### EXERCISE OBJECTIVE
For each line of the listing that holds "Highlight", show the full line.

### SUPPLIED ENTRIES
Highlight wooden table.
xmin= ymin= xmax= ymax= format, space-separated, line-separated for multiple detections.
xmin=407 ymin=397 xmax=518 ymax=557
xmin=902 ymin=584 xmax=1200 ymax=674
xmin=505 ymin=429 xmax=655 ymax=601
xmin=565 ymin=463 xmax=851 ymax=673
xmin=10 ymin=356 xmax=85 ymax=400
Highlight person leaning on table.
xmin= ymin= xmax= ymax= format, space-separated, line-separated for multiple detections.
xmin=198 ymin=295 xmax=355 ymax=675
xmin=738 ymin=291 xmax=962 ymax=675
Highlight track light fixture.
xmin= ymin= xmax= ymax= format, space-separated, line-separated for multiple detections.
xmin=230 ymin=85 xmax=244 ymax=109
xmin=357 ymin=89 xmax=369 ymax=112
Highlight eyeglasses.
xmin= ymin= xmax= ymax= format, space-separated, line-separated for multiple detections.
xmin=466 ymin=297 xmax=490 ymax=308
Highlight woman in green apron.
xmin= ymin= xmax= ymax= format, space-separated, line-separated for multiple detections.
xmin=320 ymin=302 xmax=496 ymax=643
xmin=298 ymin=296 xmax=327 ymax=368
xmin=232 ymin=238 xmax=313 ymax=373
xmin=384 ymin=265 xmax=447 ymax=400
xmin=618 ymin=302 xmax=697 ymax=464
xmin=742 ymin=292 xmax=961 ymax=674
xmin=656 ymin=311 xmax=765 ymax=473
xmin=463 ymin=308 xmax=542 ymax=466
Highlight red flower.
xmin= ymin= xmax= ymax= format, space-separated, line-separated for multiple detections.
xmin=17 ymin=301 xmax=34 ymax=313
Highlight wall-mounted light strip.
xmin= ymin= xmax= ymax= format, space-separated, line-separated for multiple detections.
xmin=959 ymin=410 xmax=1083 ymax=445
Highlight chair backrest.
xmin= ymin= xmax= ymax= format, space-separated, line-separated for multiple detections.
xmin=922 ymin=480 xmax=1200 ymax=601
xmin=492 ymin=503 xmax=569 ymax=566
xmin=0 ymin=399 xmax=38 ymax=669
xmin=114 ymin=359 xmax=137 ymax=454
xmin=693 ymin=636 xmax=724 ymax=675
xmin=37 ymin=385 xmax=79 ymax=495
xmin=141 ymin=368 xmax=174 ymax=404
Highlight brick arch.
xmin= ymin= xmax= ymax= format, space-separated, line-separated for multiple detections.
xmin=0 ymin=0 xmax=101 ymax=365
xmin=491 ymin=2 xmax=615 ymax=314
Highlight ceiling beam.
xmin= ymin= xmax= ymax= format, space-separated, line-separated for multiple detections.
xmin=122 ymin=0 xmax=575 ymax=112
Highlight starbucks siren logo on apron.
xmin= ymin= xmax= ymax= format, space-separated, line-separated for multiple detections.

### RESULT OF THE TASK
Highlight wooden table.
Highlight person leaning on table.
Highlight track light fixture.
Highlight eyeglasses.
Highlight woman in green apron.
Highlight red flower.
Highlight wall-mounted light strip.
Highlight chair backrest.
Highlight brick arch.
Highlight ceiling beam.
Highlight starbucks siren logo on apron.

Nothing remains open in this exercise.